**EXCERPT TO READ:**
-- Opening Marker --

Lot Clung to Abraham, Sarah Laughed, and Esau's Cry Reached Shushan
Lot followed without being called. Sarah's laughter remade the barren world. Esau sobbed one bitter cry the rabbis said surfaced as Haman's decree in Shushan.
Table of Contents
The man who went without being asked
The call of Genesis 12 was addressed to one person. God told Abram to go from his land, from his birthplace, from his father's house to a land that would be shown to him. The text says Abram went as the Lord had spoken to him, and Lot went with him. One verse. Two travelers. The rabbis stopped on the second name.
Why was Lot on this journey? He had not received the call. He had no divine instruction. No promise had been made to him. Bereshit Rabbah read the phrase and Lot went with him as a confession of motive. Lot was not a partner. He was a passenger. He had watched Abraham closely enough to understand that Abraham was the one with the promise, and he intended to be present when the promise opened. He was optimizing for proximity to blessing, not for blessing itself.
The rabbis found this both understandable and cautionary. They were not entirely critical. Lot's attachment to Abraham would eventually bring him close enough to be rescued from Sodom. His connection to Abraham would make him the ancestor of Ruth, and through Ruth, the ancestor of David and of the messianic line. The clinging produced something. But Lot clung from calculation, not from conviction. He was following a man who had something he wanted, and the rabbis marked the difference between that and the reason Abraham walked.
Sarah's laughter and the world it rebuilt
When Sarah heard the angels' announcement that she would have a son, she laughed. The Torah records the laugh and records the divine response to it. "Did you laugh?" Sarah denied it, saying she had not laughed. God said she had.
The rabbis read that exchange as more than a small scene about honesty. They heard Sarah's laughter as a laugh of disbelief that transformed into something else when the event it had dismissed actually occurred. When Isaac was born, Sarah said, "God has made me a laughter." The Hebrew word is tzchok, which can mean laughter or Isaac, the child whose name is laughter.
Bereshit Rabbah extended the laugh across the world. Every barren woman who had given up hope heard the news and was moved. Every sick person felt something shift. The day Sarah gave birth at ninety, laughing, was a day the impossible had visibly failed to stay impossible, and that failure was contagious. The rabbis described the joy as radiating outward beyond Sarah's tent, past the immediate celebration, into the larger world of people who had reason to consider whether the limits they had assumed were fixed were actually fixed.

-- Closing Marker --

**TASK TO CARRY OUT:**
Continue the piece on Lot, Sarah and Esau in the rabbinic reading from the point where it stops. The lines that follow have nothing to do with this.

[Records from a dataset]

-- Opening Marker --

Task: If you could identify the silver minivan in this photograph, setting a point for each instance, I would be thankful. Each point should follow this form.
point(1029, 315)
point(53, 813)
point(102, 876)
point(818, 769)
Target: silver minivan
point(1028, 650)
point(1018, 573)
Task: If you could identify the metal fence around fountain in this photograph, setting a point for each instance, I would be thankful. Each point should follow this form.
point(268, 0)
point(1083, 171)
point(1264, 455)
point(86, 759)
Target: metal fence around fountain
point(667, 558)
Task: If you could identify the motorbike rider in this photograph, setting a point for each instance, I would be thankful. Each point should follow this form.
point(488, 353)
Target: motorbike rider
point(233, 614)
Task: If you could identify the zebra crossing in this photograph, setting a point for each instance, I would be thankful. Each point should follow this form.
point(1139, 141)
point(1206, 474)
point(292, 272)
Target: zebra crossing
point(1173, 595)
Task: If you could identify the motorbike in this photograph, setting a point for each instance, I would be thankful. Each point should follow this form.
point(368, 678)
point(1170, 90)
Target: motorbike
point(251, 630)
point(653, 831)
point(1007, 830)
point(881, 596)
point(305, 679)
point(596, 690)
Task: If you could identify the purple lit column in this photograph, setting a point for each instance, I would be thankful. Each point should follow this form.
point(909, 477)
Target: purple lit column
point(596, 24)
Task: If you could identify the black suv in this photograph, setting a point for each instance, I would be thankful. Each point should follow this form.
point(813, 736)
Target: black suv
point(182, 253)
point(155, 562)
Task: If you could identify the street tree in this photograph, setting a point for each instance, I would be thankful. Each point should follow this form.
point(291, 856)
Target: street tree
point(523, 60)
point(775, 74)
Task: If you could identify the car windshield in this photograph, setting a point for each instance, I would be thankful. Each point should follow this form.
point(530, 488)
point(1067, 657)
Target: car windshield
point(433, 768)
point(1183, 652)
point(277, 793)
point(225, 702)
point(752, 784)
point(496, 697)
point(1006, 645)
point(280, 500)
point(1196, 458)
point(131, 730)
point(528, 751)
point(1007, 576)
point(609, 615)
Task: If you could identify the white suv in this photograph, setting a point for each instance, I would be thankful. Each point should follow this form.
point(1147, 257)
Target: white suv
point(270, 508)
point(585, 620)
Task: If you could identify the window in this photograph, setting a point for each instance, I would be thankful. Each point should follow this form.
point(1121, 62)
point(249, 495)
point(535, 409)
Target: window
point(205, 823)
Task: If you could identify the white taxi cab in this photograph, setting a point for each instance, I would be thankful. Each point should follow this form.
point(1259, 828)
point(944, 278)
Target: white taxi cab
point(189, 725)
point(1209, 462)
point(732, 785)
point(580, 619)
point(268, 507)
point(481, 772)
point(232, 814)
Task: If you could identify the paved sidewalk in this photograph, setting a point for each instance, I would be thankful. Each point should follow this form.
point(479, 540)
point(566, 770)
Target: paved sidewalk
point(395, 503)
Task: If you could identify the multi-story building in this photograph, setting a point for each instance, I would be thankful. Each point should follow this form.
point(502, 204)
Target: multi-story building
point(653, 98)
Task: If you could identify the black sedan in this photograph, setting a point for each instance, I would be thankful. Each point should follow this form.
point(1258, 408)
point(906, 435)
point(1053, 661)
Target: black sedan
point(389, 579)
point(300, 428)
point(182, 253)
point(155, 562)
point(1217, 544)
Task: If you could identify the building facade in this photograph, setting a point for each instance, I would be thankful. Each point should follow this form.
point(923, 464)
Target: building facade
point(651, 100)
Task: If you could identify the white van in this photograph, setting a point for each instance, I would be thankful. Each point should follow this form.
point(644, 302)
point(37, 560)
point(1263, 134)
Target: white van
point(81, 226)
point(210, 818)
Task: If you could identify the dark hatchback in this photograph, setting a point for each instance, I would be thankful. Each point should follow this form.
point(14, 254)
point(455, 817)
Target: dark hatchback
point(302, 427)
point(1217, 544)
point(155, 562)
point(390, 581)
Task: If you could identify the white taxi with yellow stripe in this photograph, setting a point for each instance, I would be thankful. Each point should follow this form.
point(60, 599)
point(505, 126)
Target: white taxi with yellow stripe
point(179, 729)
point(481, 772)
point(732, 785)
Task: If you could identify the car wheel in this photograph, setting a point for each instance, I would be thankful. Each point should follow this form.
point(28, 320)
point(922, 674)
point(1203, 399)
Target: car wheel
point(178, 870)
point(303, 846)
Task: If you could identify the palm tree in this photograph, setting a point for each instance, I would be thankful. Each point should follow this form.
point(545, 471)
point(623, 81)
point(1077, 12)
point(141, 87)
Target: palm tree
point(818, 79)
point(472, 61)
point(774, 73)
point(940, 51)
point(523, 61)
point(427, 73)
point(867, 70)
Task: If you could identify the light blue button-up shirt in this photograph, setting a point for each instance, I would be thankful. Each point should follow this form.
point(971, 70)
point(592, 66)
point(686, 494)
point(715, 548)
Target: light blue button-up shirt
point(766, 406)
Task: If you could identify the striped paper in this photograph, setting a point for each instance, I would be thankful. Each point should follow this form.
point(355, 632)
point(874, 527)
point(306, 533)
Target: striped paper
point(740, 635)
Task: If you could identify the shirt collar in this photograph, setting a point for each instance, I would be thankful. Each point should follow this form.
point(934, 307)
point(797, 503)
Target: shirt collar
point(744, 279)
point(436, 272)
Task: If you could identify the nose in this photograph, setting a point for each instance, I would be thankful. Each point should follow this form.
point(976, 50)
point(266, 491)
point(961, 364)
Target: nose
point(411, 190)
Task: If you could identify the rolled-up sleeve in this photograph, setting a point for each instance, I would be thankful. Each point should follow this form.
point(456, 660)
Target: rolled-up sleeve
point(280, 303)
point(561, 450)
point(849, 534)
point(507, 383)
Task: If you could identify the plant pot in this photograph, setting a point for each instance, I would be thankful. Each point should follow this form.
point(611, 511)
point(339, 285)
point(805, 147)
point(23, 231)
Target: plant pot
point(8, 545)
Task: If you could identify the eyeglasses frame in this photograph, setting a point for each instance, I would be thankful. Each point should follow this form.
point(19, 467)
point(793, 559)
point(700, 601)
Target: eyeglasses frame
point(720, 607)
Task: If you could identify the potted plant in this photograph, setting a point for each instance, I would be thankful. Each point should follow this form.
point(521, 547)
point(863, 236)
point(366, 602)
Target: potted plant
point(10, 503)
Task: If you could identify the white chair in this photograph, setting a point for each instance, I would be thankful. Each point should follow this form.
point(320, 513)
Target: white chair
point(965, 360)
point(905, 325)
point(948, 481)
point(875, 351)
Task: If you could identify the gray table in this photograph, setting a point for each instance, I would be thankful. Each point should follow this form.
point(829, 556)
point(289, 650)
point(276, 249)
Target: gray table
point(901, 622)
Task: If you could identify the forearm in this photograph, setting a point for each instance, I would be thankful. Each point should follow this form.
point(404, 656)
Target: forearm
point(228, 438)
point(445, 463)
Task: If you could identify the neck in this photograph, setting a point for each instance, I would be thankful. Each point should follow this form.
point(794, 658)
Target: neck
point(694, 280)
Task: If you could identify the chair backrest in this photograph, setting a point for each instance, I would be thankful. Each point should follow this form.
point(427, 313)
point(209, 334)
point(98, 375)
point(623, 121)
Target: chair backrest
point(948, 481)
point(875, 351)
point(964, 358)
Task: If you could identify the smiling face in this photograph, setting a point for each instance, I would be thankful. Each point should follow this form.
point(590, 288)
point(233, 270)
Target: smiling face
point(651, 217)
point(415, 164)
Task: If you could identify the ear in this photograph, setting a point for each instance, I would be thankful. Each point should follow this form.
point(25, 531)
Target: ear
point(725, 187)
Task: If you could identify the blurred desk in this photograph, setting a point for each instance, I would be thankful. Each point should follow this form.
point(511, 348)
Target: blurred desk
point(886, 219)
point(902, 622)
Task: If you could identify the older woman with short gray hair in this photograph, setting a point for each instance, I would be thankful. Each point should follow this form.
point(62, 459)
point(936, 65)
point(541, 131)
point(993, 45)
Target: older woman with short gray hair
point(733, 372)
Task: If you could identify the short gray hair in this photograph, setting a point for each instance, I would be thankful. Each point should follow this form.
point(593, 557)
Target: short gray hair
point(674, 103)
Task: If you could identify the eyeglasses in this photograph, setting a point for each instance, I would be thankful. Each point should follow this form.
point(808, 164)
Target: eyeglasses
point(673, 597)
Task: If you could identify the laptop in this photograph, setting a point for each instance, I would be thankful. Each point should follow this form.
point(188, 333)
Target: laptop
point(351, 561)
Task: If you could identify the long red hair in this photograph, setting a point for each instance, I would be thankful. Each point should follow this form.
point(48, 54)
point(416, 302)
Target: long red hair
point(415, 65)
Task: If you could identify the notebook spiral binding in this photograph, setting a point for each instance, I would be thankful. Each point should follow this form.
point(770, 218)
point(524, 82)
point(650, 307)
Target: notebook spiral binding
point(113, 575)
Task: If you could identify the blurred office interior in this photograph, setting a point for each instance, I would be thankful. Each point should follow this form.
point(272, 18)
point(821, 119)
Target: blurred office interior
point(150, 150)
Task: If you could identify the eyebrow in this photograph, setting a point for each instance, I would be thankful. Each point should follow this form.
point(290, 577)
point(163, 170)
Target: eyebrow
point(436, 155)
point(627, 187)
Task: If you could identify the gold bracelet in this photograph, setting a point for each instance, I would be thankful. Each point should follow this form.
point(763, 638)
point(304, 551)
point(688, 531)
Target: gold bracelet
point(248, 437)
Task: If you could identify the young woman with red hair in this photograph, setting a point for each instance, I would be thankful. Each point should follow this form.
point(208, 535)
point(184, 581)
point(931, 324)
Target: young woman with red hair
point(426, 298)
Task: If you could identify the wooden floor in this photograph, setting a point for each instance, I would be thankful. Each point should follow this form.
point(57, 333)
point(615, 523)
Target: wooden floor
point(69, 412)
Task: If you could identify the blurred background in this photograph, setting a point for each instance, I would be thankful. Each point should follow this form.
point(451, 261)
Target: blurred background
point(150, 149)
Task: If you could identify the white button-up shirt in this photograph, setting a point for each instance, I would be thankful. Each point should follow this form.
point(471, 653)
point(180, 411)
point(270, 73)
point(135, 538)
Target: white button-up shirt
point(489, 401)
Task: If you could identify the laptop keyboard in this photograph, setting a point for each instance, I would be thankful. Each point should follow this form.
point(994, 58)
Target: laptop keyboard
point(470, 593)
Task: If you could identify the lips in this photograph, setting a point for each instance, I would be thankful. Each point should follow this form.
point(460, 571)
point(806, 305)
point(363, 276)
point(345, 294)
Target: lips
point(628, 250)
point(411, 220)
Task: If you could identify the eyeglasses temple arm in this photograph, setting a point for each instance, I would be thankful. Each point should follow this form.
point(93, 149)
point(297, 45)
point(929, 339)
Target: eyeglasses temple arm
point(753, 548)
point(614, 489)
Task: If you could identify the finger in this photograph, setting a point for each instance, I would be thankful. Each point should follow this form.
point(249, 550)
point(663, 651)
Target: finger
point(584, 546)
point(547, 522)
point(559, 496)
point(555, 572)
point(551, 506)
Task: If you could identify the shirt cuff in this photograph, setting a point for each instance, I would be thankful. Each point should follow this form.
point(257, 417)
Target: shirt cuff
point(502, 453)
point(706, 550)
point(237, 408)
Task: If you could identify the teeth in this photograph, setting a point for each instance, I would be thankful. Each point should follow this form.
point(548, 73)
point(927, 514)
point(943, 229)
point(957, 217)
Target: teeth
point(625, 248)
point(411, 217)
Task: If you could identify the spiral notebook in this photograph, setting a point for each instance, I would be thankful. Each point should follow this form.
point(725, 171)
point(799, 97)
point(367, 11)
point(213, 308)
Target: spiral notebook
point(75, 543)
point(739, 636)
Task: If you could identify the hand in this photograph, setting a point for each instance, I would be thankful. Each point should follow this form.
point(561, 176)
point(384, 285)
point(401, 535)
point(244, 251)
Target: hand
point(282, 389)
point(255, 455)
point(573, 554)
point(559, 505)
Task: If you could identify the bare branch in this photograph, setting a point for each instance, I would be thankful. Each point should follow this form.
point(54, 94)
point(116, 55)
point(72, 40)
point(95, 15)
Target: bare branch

-- Closing Marker --

**RESULT OF THE EXERCISE:**
The laugh that had begun as disbelief became the seed of a different possibility for anyone who was waiting for something they had already stopped expecting.
Esau's cry and the decree at Shushan
When Jacob came to Isaac wearing Esau's clothing and carrying a meal of goat meat, Isaac gave him the blessing intended for the firstborn. When Esau returned from the hunt and the deception was discovered, the text records Esau's response in terms that are almost unbearable to read. He cried out with a very great and bitter cry and said, "bless me too, my father."
Bereshit Rabbah traced what that cry produced. A cry of that quality, the rabbis said, does not disappear. It moves through time and arrives somewhere. Esau's one bitter cry, the great and bitter cry of a man who understood in that moment exactly what had been taken from him and that he could not get it back, traveled forward through the centuries and surfaced in Persia.
When Haman received Ahasuerus's permission to destroy the Jews of the empire and the decree went out to all the provinces, Mordecai tore his garments and cried out with a loud and bitter cry. The Hebrew used for his cry in Esther 4:1 echoes the Hebrew used for Esau's cry in Genesis 27:34. The rabbis heard the same register of sound in both places. Esau's cry had been owed a response. Haman's decree, they said, was that response arriving at last.
The cry answered in Esther's hall
But the story did not end at the decree. Esther went to the king. The decree was reversed. The same cry that had traveled forward as Haman's persecution arrived and then was answered. The rabbis were not celebrating the symmetry. They were tracing how nothing in the patriarchal narratives was sealed off from the later story. Lot clung to Abraham and the attachment reached Ruth. Sarah laughed at the impossible and the laughter remade what was possible. Esau sobbed one bitter cry and the echo found Shushan.